The images out of Wuhan are chilling. In the epicenter of the coronavirus outbreak, health officials in white hazmat suits hover over the body of a victim. Crowds of ordinary people, their faces obscured by surgical masks, try to carry on as usual.
As the U.S., Australia, Russia, Japan and other countries announce travel restrictions to and from China, it was only a matter of time before paranoia about coronavirus and Asians would spread as well.
On Jan. 30, Los Angeles officials warned that a fake letter circulating on Facebook and by email falsely claimed that five people in Carson, a city south of downtown Los Angeles, had contracted coronavirus and named five local businesses in an Asian neighborhood as being connected to the outbreak.
The hoax letter is just one instance of fear-mongering directed at Asian communities that is playing out on social media. An Instagram post by the University of California, Berkeley’s health services offered reassurance that anti-Asian xenophobia was a “common” and “normal” reaction to concerns about contracting coronavirus. (It was deleted after alumni and students voiced outrage.) Meanwhile, students across California have reported feeling that fear of the virus made them targets for anti-Asian comments and open hostility.
Racial profiling for coronavirus isn’t confined to California or the U.S. Asians in Europe — including Chinese but also Vietnamese and Cambodians — have reported coronavirus-inspired acts of harassment in schools and playgrounds as well as on public transportation. Chinese shop owners in Italy and France have noted a decline in their business as fearful customers keep their distance.

> [Questions to answer]
**A)** Retype part of the coronavirus article word for word, starting at "As the U.S., Australia, Russia, Japan" and stopping after "spread as well.".
**B)** In the coronavirus article, what happened to the Instagram post by the University of California, Berkeley's health services?
Use nothing but the coronavirus article.

> [Raw data]
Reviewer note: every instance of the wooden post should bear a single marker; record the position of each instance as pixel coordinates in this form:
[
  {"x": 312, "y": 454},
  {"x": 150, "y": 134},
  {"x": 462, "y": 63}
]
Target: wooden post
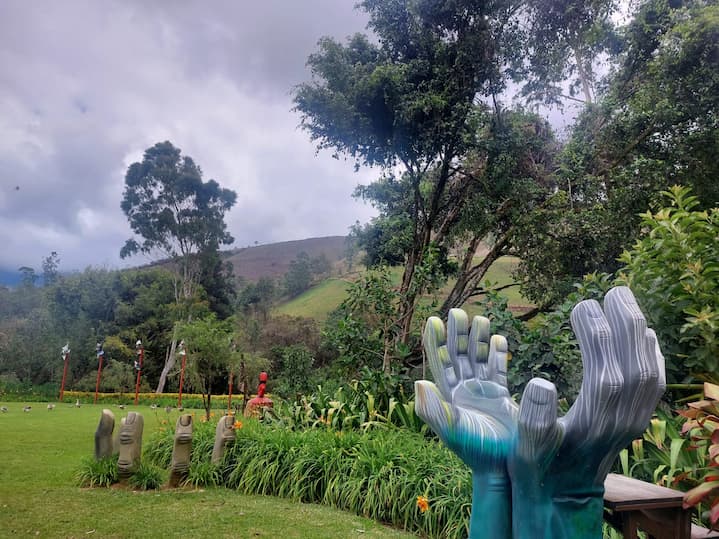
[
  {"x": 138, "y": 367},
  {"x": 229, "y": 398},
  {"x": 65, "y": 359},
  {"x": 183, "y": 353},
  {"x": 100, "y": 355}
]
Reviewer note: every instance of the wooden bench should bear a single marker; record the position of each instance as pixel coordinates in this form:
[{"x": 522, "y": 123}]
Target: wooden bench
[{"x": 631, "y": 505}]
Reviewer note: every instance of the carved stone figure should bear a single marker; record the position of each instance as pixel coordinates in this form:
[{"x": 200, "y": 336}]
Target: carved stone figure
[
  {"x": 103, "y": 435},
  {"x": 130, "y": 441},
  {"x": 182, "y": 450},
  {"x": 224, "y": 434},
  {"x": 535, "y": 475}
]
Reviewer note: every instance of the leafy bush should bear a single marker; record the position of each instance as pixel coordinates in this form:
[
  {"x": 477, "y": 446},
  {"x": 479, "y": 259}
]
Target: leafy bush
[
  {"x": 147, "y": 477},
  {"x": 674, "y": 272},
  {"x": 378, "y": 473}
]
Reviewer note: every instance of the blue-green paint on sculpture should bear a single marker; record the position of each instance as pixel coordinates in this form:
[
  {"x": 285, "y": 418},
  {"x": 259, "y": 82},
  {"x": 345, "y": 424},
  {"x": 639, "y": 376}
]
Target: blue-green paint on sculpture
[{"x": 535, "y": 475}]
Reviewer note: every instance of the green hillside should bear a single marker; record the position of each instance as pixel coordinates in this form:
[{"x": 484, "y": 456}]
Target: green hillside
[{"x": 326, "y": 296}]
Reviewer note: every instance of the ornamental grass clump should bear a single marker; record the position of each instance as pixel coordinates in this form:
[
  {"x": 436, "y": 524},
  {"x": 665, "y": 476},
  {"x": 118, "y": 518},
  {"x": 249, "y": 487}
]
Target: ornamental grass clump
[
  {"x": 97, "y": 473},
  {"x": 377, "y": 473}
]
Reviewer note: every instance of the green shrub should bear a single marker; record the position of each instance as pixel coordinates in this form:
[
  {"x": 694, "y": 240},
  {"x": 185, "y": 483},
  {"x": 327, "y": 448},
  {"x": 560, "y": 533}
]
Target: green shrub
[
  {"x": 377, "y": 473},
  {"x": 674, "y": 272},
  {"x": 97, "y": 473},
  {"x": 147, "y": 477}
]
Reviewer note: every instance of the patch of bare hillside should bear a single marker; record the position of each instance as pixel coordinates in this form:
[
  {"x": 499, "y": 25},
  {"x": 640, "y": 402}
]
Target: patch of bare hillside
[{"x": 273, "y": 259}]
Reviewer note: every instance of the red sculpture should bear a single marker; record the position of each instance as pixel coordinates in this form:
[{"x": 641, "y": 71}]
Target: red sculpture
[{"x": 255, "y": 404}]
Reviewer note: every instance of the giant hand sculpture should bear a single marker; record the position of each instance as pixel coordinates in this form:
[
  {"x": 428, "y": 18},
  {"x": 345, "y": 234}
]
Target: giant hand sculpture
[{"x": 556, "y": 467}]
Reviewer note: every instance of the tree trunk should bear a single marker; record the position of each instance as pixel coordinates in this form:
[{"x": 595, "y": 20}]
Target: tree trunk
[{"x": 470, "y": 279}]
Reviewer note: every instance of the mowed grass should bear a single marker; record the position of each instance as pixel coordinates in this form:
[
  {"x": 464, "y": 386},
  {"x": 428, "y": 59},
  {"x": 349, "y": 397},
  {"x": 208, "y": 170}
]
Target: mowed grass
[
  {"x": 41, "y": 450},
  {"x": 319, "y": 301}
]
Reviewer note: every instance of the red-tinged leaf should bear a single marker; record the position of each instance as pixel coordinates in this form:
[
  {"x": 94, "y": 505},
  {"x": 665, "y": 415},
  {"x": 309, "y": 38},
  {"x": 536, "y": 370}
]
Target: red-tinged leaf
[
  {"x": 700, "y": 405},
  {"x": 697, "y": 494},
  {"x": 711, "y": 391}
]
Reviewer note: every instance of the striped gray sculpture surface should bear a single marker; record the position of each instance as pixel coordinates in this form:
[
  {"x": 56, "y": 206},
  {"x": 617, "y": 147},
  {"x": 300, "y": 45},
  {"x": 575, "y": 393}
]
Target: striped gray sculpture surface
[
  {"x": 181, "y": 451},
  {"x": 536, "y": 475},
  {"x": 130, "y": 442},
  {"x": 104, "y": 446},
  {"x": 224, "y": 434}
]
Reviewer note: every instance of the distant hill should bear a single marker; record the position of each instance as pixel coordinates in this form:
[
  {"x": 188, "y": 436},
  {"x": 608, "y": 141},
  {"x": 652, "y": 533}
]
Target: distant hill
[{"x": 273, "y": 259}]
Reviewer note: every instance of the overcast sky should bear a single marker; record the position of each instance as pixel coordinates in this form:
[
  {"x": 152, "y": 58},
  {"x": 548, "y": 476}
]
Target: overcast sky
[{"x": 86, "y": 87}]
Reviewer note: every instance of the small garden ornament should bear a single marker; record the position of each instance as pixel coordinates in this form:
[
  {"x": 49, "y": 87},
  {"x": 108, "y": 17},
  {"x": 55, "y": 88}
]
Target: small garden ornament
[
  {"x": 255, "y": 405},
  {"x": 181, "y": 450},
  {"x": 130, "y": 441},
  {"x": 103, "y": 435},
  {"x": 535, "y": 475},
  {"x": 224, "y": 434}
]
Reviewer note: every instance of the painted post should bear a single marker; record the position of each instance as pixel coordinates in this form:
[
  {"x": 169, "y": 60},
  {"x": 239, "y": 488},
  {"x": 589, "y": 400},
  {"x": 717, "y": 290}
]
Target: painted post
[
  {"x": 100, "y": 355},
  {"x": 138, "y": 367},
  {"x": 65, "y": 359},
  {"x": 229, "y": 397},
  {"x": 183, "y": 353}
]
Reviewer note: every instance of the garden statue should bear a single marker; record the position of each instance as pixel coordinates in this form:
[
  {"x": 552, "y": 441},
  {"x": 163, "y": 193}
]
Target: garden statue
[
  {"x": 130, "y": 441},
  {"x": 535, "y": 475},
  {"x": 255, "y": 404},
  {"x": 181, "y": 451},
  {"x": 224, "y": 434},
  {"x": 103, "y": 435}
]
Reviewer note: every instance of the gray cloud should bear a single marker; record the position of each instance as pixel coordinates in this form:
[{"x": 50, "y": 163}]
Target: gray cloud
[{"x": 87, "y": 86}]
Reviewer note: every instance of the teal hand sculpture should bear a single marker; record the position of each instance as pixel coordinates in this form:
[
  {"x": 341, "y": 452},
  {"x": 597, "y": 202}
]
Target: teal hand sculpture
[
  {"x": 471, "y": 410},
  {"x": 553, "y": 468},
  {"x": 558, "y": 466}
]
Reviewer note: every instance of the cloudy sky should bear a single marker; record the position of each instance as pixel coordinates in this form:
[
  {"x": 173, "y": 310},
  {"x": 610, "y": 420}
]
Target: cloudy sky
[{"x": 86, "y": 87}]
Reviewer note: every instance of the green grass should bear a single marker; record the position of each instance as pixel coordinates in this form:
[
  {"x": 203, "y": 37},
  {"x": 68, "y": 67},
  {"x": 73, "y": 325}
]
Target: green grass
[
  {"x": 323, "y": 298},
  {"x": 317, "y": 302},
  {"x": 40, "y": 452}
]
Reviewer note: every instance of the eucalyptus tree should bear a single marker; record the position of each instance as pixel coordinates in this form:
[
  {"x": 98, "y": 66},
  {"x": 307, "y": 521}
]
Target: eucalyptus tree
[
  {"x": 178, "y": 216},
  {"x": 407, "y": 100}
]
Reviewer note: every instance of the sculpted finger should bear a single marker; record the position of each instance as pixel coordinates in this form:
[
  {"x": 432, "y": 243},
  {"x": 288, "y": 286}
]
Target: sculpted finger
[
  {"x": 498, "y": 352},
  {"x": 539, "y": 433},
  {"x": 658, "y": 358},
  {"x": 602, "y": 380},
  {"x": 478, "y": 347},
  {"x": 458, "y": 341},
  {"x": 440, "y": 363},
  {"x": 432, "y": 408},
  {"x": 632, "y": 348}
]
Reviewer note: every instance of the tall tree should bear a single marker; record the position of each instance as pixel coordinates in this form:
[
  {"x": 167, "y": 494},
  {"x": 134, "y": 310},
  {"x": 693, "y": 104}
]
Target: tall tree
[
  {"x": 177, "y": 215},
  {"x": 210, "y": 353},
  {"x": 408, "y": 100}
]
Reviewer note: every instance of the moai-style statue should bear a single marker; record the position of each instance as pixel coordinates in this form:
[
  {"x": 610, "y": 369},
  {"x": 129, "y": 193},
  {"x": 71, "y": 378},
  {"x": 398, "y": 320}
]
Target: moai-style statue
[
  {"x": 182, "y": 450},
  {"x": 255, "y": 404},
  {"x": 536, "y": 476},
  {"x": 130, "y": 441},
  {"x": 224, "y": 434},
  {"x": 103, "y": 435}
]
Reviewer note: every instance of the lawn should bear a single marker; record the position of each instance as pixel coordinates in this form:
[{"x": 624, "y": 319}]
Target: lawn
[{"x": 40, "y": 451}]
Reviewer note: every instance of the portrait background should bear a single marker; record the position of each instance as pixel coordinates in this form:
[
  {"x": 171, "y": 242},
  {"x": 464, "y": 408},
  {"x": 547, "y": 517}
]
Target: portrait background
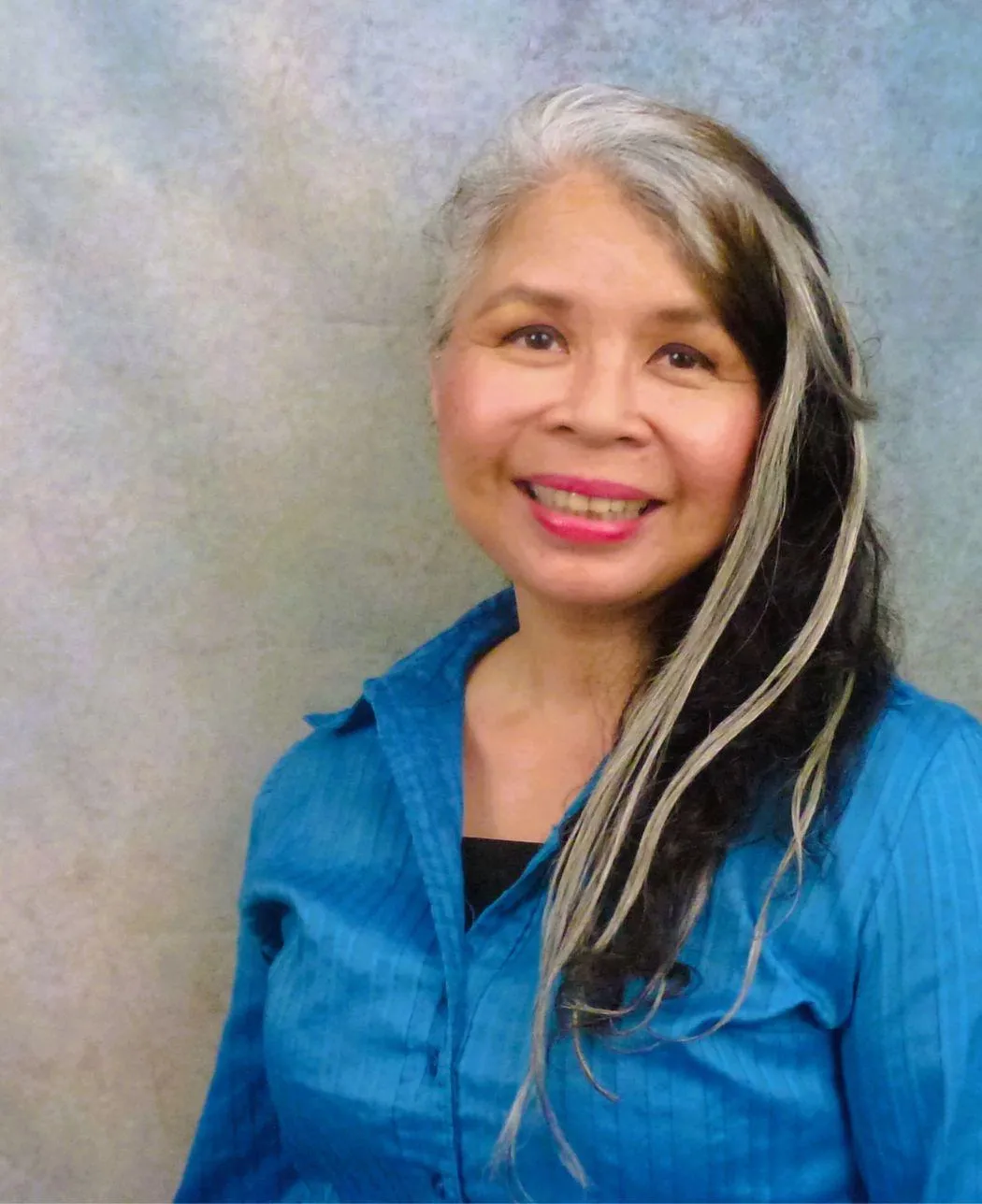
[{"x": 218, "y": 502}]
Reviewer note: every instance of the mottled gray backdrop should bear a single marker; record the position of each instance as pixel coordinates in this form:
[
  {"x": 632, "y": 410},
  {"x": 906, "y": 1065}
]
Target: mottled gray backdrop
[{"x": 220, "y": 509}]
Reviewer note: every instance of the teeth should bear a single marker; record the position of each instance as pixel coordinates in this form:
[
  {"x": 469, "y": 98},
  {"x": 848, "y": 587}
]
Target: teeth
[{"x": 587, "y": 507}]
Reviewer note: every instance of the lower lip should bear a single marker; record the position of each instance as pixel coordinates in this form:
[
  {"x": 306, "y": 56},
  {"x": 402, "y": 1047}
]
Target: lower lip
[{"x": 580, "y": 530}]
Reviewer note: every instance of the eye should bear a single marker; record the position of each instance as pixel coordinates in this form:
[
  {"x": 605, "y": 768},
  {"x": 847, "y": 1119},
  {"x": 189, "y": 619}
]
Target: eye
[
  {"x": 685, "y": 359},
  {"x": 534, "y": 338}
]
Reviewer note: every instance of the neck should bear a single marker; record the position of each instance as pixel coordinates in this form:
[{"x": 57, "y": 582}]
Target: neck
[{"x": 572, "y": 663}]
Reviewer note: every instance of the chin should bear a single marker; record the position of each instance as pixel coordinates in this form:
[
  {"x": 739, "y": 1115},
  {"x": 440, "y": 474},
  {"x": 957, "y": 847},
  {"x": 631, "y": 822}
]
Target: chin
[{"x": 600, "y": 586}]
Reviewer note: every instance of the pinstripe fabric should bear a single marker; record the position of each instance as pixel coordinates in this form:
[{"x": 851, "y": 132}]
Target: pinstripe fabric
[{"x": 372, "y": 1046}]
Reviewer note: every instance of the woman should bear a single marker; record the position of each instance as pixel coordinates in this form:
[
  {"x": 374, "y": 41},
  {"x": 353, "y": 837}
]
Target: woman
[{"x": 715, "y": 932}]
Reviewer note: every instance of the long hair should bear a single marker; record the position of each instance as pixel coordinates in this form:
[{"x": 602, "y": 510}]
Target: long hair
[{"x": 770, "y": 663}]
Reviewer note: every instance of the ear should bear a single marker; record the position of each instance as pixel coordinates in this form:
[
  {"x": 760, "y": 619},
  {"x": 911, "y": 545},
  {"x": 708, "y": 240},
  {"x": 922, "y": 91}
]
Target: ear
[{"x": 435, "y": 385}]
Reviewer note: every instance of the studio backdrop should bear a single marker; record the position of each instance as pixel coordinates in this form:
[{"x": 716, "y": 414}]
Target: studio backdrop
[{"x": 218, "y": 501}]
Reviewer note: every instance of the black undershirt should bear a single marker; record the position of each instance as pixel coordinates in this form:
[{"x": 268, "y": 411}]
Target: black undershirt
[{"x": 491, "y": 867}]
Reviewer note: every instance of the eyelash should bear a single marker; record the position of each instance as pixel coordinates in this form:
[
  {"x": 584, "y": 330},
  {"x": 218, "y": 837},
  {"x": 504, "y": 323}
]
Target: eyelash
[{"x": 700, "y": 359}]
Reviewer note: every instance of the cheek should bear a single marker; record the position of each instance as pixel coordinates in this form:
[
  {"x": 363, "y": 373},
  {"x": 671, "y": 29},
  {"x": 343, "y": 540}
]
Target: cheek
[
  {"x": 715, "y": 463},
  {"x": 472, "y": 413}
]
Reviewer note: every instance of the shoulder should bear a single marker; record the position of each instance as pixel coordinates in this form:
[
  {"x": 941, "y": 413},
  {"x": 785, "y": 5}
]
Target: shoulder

> [Responses to the exercise]
**A)**
As the U.S., Australia, Russia, Japan and other countries announce travel restrictions to and from China, it was only a matter of time before paranoia about coronavirus and Asians would spread as well.

**B)** It was deleted after alumni and students voiced outrage.